• [Extract to read]
— begin —
Design, distribution, and education

I was prowling TED recently and came across Emily Pilloton’s talk about applying design to improve education in rural North Carolina. I liked her view of radically improving a public service like education through fresh application of design and distribution.

Pilloton runs Project H Design, a non-profit agency that “uses the power of creativity, design, and hands-on building to amplify the raw brilliance of youth, transform communities, and improve K-12 public education from within.”

Project H was invited to help re-design education in Bertie County, North Carolina in large part because of the six design directives that guide their work:

  1. Design through action
  2. Design with, not for
  3. Design systems, not stuff
  4. Document, share, and measure
  5. Start locally and scale globally
  6. Build

She and her partner, a licensed architect and jack-of-all-trades builder, have tackled renovation of basic education facilities like computer labs and playgrounds. Beyond the classic design work of facilities, though, Project H has taken on projects to help foster change throughout the larger community. They created a public campaign called Connect Bertie targeted at placing a computer and internet connection in every Bertie County home that housed a public school student. (At the start of the campaign, only ten percent of homes had an internet connection.)
— end —
• [Task set]
**A)** Print the passage from the piece on design and education between "She and her" and "an internet connection.)", inclusive, without altering a word.
**B)** Render this sentence from the piece on design and education in Spanish: "I liked her view of radically improving a public service like education through fresh application of design and distribution."
**C)** Pick up the piece on design and education after its final sentence and carry it forward.

• [Records supplied]
— begin —
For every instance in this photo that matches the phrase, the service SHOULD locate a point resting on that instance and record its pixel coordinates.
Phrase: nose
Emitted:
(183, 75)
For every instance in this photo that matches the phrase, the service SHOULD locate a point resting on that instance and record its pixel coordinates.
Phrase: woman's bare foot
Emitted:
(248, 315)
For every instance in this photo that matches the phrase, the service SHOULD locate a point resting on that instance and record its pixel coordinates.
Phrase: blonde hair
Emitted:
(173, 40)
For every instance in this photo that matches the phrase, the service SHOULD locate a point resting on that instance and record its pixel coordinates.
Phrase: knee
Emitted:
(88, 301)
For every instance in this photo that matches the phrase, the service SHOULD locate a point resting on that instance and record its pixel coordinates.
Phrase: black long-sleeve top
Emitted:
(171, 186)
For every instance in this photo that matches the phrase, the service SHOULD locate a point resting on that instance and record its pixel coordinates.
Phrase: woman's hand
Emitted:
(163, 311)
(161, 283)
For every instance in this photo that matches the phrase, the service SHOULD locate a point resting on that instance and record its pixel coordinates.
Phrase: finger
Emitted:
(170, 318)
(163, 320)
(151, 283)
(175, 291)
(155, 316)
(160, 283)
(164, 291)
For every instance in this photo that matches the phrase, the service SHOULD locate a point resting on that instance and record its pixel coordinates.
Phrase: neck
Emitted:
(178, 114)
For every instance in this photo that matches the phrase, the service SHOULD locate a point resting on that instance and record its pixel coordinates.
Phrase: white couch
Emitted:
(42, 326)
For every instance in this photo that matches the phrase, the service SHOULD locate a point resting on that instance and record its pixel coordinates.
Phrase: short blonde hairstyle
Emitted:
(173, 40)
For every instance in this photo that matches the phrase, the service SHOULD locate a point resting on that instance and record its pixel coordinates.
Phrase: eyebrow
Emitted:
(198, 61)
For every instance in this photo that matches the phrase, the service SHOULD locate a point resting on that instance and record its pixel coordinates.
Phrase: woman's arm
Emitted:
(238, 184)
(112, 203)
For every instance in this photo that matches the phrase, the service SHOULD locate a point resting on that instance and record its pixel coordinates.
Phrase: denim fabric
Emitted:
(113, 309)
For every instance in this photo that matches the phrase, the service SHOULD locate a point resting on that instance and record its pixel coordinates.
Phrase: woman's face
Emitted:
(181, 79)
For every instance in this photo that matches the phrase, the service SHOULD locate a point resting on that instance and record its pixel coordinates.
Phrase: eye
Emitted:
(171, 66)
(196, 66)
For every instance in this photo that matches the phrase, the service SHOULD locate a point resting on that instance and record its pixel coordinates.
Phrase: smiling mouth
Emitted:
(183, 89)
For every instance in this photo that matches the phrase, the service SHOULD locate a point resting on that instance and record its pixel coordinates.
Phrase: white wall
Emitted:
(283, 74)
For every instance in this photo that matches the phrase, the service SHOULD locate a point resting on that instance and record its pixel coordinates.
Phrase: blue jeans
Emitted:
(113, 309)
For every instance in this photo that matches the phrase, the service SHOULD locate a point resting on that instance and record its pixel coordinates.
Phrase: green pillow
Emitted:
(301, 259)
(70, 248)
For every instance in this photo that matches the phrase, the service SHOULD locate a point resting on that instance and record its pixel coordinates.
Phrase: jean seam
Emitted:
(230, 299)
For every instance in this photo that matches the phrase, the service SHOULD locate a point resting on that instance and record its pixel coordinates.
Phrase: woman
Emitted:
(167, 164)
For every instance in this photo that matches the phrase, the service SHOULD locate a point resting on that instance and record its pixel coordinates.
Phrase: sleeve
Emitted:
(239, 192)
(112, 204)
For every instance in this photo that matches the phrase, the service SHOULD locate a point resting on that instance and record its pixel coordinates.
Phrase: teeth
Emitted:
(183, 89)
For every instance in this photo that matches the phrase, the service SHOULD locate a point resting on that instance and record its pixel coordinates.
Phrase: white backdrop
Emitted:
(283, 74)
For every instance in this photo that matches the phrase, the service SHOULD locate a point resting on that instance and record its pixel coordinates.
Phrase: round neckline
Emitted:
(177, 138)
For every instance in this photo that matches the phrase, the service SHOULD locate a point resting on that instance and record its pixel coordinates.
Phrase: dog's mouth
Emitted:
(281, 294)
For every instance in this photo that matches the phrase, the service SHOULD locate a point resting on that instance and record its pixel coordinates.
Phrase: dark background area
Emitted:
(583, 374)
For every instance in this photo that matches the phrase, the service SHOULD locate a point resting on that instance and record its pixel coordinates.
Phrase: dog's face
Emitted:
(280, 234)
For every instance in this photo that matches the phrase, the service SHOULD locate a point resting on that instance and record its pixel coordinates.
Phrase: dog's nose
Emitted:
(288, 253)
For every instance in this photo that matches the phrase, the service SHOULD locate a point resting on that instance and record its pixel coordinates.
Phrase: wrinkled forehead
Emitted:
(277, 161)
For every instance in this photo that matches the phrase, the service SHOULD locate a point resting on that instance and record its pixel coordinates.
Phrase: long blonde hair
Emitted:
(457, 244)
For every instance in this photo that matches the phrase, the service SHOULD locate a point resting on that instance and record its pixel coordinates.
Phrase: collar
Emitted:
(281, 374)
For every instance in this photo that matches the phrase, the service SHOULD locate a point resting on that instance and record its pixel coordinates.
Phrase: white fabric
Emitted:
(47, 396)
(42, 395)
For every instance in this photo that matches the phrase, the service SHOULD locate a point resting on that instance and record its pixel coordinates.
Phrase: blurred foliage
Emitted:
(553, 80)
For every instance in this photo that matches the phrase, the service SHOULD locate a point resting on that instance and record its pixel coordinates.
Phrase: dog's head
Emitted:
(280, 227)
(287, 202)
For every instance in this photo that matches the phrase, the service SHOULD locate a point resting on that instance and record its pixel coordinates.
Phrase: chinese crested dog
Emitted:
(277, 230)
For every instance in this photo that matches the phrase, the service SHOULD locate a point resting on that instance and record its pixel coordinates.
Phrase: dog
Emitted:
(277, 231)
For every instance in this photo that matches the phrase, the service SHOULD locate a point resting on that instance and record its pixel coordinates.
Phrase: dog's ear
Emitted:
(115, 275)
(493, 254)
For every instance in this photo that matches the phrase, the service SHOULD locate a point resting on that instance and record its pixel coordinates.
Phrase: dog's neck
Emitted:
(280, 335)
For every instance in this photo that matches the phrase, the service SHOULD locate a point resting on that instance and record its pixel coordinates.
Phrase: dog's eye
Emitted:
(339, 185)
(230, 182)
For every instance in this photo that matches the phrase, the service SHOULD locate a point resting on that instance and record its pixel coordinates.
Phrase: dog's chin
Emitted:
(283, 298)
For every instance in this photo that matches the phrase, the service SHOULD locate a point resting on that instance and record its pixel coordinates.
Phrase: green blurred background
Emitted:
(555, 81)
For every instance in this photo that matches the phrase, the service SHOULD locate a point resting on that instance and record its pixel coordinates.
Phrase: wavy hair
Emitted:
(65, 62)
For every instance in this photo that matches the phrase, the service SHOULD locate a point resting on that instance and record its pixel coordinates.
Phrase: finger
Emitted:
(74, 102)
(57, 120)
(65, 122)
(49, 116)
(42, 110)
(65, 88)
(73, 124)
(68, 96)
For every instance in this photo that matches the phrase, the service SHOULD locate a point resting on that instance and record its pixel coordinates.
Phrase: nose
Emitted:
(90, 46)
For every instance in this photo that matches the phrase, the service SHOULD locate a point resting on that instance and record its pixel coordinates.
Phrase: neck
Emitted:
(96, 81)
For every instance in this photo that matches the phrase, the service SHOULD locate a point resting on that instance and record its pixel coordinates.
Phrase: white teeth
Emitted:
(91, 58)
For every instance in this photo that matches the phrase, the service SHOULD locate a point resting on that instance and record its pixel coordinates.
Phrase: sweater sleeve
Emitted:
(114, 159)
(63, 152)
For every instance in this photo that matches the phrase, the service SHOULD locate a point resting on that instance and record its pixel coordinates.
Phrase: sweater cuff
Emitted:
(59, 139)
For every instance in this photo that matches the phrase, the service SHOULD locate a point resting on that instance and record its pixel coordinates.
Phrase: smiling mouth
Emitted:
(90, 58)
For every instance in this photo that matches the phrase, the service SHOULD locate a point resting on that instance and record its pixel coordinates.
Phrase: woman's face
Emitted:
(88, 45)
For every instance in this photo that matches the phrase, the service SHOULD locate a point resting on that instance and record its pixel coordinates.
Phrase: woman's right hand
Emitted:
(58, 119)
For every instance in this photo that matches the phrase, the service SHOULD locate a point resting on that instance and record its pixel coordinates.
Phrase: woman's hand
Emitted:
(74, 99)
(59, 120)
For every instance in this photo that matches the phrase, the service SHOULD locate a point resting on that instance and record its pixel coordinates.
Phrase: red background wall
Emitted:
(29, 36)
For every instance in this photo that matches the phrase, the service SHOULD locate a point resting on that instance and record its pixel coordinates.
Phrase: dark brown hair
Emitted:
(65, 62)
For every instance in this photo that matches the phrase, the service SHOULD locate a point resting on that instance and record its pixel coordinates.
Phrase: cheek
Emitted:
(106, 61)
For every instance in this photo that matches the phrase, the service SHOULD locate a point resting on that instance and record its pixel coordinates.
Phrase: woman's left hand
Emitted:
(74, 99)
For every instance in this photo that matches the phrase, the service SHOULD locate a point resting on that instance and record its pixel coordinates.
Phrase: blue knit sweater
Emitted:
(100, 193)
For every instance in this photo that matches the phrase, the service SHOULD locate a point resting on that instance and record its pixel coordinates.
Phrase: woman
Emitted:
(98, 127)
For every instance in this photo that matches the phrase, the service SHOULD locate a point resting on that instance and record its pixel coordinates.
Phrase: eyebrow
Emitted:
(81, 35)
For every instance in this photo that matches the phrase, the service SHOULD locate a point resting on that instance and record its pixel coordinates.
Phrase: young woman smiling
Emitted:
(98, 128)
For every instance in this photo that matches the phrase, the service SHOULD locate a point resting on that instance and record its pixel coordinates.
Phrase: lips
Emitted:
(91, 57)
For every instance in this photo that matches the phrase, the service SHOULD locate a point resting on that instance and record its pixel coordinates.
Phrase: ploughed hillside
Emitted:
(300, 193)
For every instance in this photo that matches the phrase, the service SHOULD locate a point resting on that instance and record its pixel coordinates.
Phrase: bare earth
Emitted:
— end —
• [Results for the exercise]
**A)**
She and her partner, a licensed architect and jack-of-all-trades builder, have tackled renovation of basic education facilities like computer labs and playgrounds. Beyond the classic design work of facilities, though, Project H has taken on projects to help foster change throughout the larger community. They created a public campaign called Connect Bertie targeted at placing a computer and internet connection in every Bertie County home that housed a public school student. (At the start of the campaign, only ten percent of homes had an internet connection.)

**B)** Me gustó su visión de mejorar radicalmente un servicio público como la educación mediante una aplicación novedosa del diseño y la distribución.

**C)**
They’ve also created a year-long, project-based learning curriculum for high school juniors to engage in the complete design and build of community improvements. Projects include an open-air farmer’s market, bus shelters for school bus routes, and improvements for senior citizen housing. Along the way, Pilloton and her partner earned their public teaching credentials so that they could teach the course.

Pilloton is a designer by training, but her talk touches on a couple aspects of distribution. One statistical point she makes is that only 6.8 percent of philanthropic giving in America reaches rural communities, even though 21 percent of the U.S. population lives in rural areas.

She also makes a personal point in distribution. During the first year of this project, she and her partner were living in San Francisco and commuting across country to Bertie County, in eastern North Carolina. Having becoming engrossed in the project and enchanted by Bertie County, she and her partner relocated from San Francisco and now reside full-time in Bertie County. Moving closer to your a major customer is certainly a distribution decision.

I currently work in education and know that it can be a hidebound culture. I’m heartened seeing what Project H has been able to envision and accomplish working within the system.

Got any other good examples of design skills transforming education?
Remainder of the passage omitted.